▸ Written task
Extract the listing in its entirety, keeping each line identical to the original.

[Some records]
■ ■ ■ ■ ■
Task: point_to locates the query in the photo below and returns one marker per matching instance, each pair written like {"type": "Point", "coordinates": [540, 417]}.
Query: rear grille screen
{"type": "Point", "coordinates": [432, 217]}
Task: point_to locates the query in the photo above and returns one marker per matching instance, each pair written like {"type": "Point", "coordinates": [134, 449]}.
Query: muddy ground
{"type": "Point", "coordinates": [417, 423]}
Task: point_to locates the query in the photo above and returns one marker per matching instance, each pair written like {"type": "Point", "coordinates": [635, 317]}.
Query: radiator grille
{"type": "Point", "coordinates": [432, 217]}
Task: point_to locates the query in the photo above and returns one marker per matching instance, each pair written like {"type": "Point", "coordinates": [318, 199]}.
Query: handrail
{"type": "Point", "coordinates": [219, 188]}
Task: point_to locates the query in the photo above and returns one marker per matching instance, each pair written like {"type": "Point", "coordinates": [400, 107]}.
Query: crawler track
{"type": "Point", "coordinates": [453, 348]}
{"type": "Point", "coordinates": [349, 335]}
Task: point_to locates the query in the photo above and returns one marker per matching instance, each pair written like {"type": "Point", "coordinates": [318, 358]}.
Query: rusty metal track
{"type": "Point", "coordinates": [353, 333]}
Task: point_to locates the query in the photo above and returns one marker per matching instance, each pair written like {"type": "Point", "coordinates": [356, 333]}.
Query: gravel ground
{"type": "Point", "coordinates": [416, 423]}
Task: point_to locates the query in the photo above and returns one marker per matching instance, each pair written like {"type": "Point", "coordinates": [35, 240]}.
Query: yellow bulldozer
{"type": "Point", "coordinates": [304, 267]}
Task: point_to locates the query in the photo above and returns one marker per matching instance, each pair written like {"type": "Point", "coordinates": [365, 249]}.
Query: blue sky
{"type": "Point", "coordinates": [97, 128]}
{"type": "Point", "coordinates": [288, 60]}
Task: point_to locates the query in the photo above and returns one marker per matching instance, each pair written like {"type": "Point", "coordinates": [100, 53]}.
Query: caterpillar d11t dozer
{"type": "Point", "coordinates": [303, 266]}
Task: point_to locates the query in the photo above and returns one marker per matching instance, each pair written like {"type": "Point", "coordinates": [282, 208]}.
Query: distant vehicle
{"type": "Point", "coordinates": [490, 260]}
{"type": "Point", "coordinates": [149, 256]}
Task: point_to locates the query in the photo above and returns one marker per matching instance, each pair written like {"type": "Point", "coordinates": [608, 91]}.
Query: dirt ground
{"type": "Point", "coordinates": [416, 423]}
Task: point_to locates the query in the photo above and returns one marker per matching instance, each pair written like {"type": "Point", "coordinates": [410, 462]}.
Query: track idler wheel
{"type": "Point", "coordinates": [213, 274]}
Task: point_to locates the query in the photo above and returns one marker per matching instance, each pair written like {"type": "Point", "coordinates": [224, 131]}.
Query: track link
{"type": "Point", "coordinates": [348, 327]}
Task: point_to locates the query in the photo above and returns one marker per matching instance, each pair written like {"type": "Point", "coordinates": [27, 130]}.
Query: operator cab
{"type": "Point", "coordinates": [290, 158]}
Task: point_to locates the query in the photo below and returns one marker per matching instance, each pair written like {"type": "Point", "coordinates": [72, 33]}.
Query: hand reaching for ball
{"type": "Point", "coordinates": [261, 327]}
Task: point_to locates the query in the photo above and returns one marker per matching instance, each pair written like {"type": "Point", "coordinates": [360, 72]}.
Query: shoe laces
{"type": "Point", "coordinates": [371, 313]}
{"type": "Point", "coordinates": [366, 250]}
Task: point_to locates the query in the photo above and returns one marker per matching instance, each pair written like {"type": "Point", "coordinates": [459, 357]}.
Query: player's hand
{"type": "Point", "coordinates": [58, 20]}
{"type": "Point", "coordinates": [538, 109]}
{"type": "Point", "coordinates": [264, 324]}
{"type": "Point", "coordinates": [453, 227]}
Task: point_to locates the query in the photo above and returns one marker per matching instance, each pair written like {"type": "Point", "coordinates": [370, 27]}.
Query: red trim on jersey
■ ■ ■ ■ ■
▸ Task output
Task: point_to locates the query in the photo below and returns one marker per matching instance, each pair written like {"type": "Point", "coordinates": [540, 417]}.
Query: rear grille screen
{"type": "Point", "coordinates": [432, 217]}
Task: point_to locates the query in the photo above and returns one marker per matching instance, each pair written like {"type": "Point", "coordinates": [134, 449]}.
Query: muddy ground
{"type": "Point", "coordinates": [417, 423]}
Task: point_to locates the query in the photo above and returns one marker per matching instance, each pair written like {"type": "Point", "coordinates": [635, 317]}.
Query: radiator grille
{"type": "Point", "coordinates": [432, 217]}
Task: point_to locates the query in the photo above and returns one marker per matching instance, each pair written like {"type": "Point", "coordinates": [318, 199]}.
Query: handrail
{"type": "Point", "coordinates": [219, 188]}
Task: point_to locates the query in the photo above and returns one marker per matching instance, each pair written like {"type": "Point", "coordinates": [400, 107]}.
Query: crawler track
{"type": "Point", "coordinates": [453, 348]}
{"type": "Point", "coordinates": [349, 335]}
Task: point_to locates the query in the photo above and returns one marker per matching instance, each pair written like {"type": "Point", "coordinates": [318, 358]}.
Query: rusty metal track
{"type": "Point", "coordinates": [353, 333]}
Task: point_to locates the query in the photo above and returns one marker per matching instance, each pair written like {"type": "Point", "coordinates": [356, 333]}.
Query: gravel ground
{"type": "Point", "coordinates": [416, 423]}
Task: point_to locates the query in the photo above and returns one marker per matching instance, each pair written like {"type": "Point", "coordinates": [35, 240]}.
Query: yellow bulldozer
{"type": "Point", "coordinates": [304, 267]}
Task: point_to locates the query in the photo above and returns one marker per matching instance, each pair written like {"type": "Point", "coordinates": [365, 249]}.
Query: blue sky
{"type": "Point", "coordinates": [97, 128]}
{"type": "Point", "coordinates": [288, 60]}
Task: point_to locates the query in the photo above and returns one marker per matching instance, each pair written like {"type": "Point", "coordinates": [100, 53]}.
Query: caterpillar d11t dozer
{"type": "Point", "coordinates": [303, 266]}
Task: point_to locates the query in the photo above and returns one marker per matching instance, each pair written like {"type": "Point", "coordinates": [282, 208]}.
Query: distant vehicle
{"type": "Point", "coordinates": [490, 260]}
{"type": "Point", "coordinates": [149, 256]}
Task: point_to locates the query in the photo above and returns one marker per matching instance, each pair written like {"type": "Point", "coordinates": [608, 91]}.
Query: dirt ground
{"type": "Point", "coordinates": [416, 423]}
Task: point_to locates the query in the photo above and returns one marker per matching instance, each pair written like {"type": "Point", "coordinates": [410, 462]}.
Query: track idler wheel
{"type": "Point", "coordinates": [213, 274]}
Task: point_to locates the query in the photo above and returns one marker per matching instance, each pair written like {"type": "Point", "coordinates": [224, 131]}.
Query: track link
{"type": "Point", "coordinates": [348, 327]}
Task: point_to locates the query in the photo above and returns one marker per matching instance, each pair written like {"type": "Point", "coordinates": [27, 130]}.
Query: operator cab
{"type": "Point", "coordinates": [290, 158]}
Task: point_to locates the query in the photo below and returns one marker per matching instance, each pair written like {"type": "Point", "coordinates": [72, 33]}.
Query: hand reaching for ball
{"type": "Point", "coordinates": [261, 327]}
Task: point_to locates the query in the photo above and returns one marker per matching instance, each pair written like {"type": "Point", "coordinates": [360, 72]}.
Query: shoe laces
{"type": "Point", "coordinates": [371, 313]}
{"type": "Point", "coordinates": [366, 250]}
Task: point_to locates the query in the photo above and returns one marker per matching instance, each pair written like {"type": "Point", "coordinates": [459, 357]}.
Query: player's hand
{"type": "Point", "coordinates": [58, 20]}
{"type": "Point", "coordinates": [538, 109]}
{"type": "Point", "coordinates": [264, 324]}
{"type": "Point", "coordinates": [453, 227]}
Task: point_to locates the query in the photo above and returns one marker per matching instance, each pair written like {"type": "Point", "coordinates": [370, 27]}.
Query: red trim on jersey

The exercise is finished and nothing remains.